- _What the task requires_
Print each of the entries exactly, leaving nothing out.

- _Entries provided_
★ ★ ★ ★ ★ ★ ★

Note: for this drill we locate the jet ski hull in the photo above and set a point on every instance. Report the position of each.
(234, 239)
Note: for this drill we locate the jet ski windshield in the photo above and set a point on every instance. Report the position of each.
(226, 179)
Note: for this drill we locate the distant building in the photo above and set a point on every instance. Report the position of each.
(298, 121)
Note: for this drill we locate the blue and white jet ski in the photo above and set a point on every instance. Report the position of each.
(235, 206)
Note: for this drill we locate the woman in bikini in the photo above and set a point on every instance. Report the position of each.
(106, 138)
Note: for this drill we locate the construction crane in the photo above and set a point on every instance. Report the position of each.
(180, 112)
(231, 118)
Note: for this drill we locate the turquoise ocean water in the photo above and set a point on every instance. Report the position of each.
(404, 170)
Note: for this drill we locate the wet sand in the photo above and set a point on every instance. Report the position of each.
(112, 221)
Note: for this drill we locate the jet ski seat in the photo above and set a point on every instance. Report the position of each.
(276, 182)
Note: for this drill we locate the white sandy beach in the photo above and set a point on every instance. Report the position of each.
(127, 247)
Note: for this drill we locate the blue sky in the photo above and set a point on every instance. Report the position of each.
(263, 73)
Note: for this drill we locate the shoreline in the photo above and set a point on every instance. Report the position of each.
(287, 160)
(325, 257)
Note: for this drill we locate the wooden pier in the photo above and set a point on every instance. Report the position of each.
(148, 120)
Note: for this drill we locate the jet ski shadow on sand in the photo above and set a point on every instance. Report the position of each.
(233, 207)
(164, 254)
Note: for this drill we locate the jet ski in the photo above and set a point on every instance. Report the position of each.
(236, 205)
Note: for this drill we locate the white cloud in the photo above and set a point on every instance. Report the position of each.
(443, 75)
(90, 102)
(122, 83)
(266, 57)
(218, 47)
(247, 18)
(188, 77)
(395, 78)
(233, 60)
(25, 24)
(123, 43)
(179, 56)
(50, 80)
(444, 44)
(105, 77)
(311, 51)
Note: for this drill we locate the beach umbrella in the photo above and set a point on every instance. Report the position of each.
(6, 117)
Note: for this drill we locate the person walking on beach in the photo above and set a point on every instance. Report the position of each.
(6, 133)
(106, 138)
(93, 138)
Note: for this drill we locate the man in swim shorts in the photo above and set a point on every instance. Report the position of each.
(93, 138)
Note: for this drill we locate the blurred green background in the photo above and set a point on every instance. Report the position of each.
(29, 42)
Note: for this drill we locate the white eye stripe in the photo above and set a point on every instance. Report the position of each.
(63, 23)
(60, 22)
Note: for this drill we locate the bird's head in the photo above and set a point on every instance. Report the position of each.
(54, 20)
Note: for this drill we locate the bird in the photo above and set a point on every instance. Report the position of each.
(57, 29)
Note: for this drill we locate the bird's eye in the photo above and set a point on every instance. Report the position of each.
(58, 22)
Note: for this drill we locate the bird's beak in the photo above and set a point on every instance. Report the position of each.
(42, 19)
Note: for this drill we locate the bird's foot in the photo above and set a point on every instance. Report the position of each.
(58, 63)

★ ★ ★ ★ ★ ★ ★

- _Written solution_
Note: for this drill we locate the jet ski hull in the photo above and set a point on every instance. Report the position of each.
(234, 239)
Note: for this drill we locate the jet ski windshield in the photo above and set a point on every instance. Report the position of each.
(226, 179)
Note: for this drill we locate the distant building in the photo above and set a point on every instance. Report the position of each.
(298, 121)
Note: for this drill we locate the blue and white jet ski in the photo above and set a point on every instance. Report the position of each.
(235, 206)
Note: for this drill we locate the woman in bikini in the photo above and set a point on every instance. Report the position of each.
(106, 138)
Note: for this drill we locate the construction crane in the photo above and set a point on every instance. Report the position of each.
(180, 112)
(231, 118)
Note: for this drill we locate the turquoise ocean water in the photo above and set a point on every instance. Report the position of each.
(404, 170)
Note: for this drill we locate the wet sand in the photo above and set a point on every instance. Report the position of each.
(112, 221)
Note: for this drill we locate the jet ski seat in the photo above and set a point on every instance. Report the position of each.
(276, 182)
Note: for this drill we locate the white sandy beach in the photo above and set a point on every instance. Report the position of each.
(127, 247)
Note: for this drill we locate the blue sky in the photo above and set a point on every instance. Report the position of each.
(263, 73)
Note: for this drill we locate the shoreline in the photo above and set a point on every instance. Report the position of each.
(287, 160)
(325, 257)
Note: for this drill we locate the wooden pier in the photo above and set a point on every instance. Report the position of each.
(148, 120)
Note: for this drill we locate the jet ski shadow on sand in the photo above and set a point on every instance. Report the position of each.
(233, 207)
(164, 254)
Note: for this drill we locate the jet ski in the photo above and set a point on every instance. Report the position of each.
(236, 205)
Note: for this drill we locate the white cloud in the photo above and set a point on every instance. Report the position of each.
(443, 75)
(90, 102)
(122, 83)
(266, 57)
(218, 47)
(247, 18)
(188, 77)
(395, 78)
(233, 60)
(25, 24)
(123, 43)
(179, 56)
(50, 80)
(444, 44)
(105, 77)
(311, 51)
Note: for this drill we locate the beach umbrella in the photo above and set a point on every instance. Report the position of each.
(6, 117)
Note: for this drill we locate the person walking on beach in the photo above and set a point on every instance. Report the position of each.
(6, 133)
(106, 138)
(93, 138)
Note: for this drill we locate the man in swim shorts in the photo above and set a point on every instance. Report the position of each.
(93, 138)
Note: for this drill we locate the blurred green background in the photo above and set a point on every instance. Report the position of each.
(29, 42)
Note: for this drill we locate the white eye stripe in the photo above and set a point on every instance. Report the position of each.
(63, 23)
(60, 22)
Note: for this drill we locate the bird's head in the photo above and set a point on every instance. Report the position of each.
(54, 20)
Note: for this drill we locate the bird in the photo above and set a point on every instance. Report the position of each.
(57, 29)
Note: for this drill we locate the bird's eye in the photo above and set a point on every instance. Report the position of each.
(58, 22)
Note: for this drill we locate the bird's beak in the photo above and set a point on every instance. Report the position of each.
(42, 19)
Note: for this drill we locate the bird's foot in the photo above and set a point on every instance. Report the position of each.
(58, 63)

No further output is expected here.